Patagonia Turns To Students To Solve DWR Problem

Patagonia Houdini

It’s going to take a highly innovative and unique solution to completely solve the DWR environmental problem. Realizing this, Patagonia turned to the Berkeley-Haas Center for Responsible Business for help. In a student competition run throughout the 2015-2106 school year, Patagonia posed a challenge to 74 different teams, including MBAs and PhDs from some of the best schools in the country–produce an alternative durable water repellent (DWR), strong enough for torrential rains and durable for years, that does not rely on toxic chemicals known as perfluorinated compounds or PFCs.

Patagonia has been testing potential alternative DWR solutions for several years. You may recall that they recently invested in Beyond Surface Technologies, the Swiss company that develops bio-based alternatives to conventional chemicals used in textiles. And like many other brands in the outdoor industry, Patagonia already switched to shorter-chain PFCs that break down more rapidly–the problem remains, however, that those compounds still pose environmental problems.   And alternative water repellents, such as those made from waxes and silicon, have been both less reliable and less durable.

Given the absence of a good substitute, Patagonia and other outdoor clothing firms have yet to commit to eliminate all PFCs in their apparel. Columbia Sportswear recently took a huge step forward by eliminating PFCs without hurting performance in their OutDry Ex ECO jackets.

Announced at the end of April, the team from the University of Michigan won Patagonia’s Eco Innovation Case Competition. The team included Kevin Golovin, a PhD student studying materials science and engineering who has already patented multiple water diversion solutions and had moved on to spray-on coatings for ice-proofing airplanes. Golovin and his team members proposed SoyShield (not to be confused with the diesel additive of the same name)–an entirely plant-based nontoxic solution composed of materials from soy beans, potatoes, rice, and corn.

With a $10,000 prize to put their idea into action, I imagine we will hear more about the use of SoyShield at Patagonia soon.

(Stored dataset items)
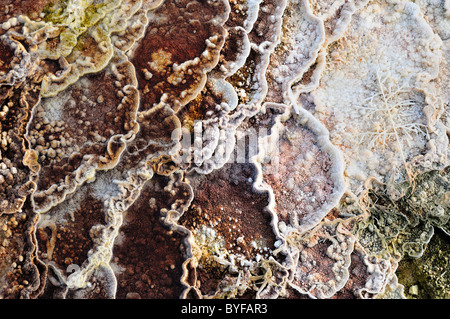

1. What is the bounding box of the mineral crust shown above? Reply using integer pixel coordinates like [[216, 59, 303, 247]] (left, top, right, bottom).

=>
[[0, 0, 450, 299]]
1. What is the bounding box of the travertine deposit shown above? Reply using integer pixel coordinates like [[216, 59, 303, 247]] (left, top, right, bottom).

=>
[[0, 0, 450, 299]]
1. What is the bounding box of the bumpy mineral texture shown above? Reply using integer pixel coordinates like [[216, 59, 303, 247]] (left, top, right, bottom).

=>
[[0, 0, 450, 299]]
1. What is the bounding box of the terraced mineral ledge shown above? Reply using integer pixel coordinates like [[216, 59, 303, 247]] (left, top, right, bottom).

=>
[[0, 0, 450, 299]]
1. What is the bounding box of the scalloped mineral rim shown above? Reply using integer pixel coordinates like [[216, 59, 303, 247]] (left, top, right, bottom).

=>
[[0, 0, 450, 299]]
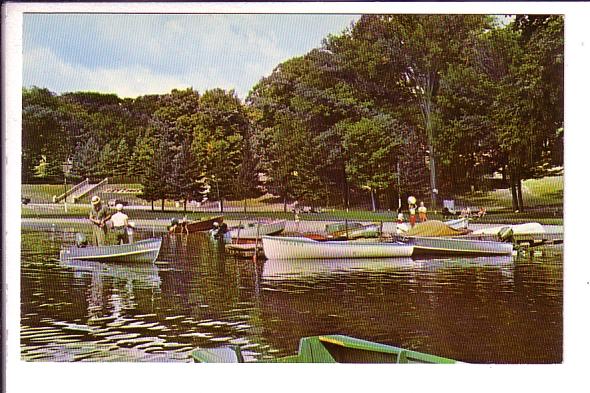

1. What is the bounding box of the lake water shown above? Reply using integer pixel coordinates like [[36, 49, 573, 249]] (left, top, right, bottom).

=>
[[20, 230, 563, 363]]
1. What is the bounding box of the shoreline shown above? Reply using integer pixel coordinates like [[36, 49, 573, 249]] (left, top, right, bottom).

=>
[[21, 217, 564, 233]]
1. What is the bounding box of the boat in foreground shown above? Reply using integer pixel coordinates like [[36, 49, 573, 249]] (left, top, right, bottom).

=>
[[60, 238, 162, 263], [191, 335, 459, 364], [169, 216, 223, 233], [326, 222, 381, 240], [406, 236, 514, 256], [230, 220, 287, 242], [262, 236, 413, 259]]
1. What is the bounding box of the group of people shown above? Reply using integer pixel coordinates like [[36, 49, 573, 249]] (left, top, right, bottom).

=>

### [Assigned task 1]
In the article on Patagonia's DWR competition, how many teams received Patagonia's challenge?
### [Assigned task 2]
According to the article on Patagonia's DWR competition, what are the plant sources of the materials in SoyShield?
### [Assigned task 3]
Rewrite the part of the article on Patagonia's DWR competition that starts at the words "Announced at the" and ends after the words "rice, and corn.", using "University of Wisconsin" in place of "University of Michigan".

### [Exercise output 1]
74 teams

### [Exercise output 2]
Soy beans, potatoes, rice, and corn

### [Exercise output 3]
Announced at the end of April, the team from the University of Wisconsin won Patagonia’s Eco Innovation Case Competition. The team included Kevin Golovin, a PhD student studying materials science and engineering who has already patented multiple water diversion solutions and had moved on to spray-on coatings for ice-proofing airplanes. Golovin and his team members proposed SoyShield (not to be confused with the diesel additive of the same name)–an entirely plant-based nontoxic solution composed of materials from soy beans, potatoes, rice, and corn.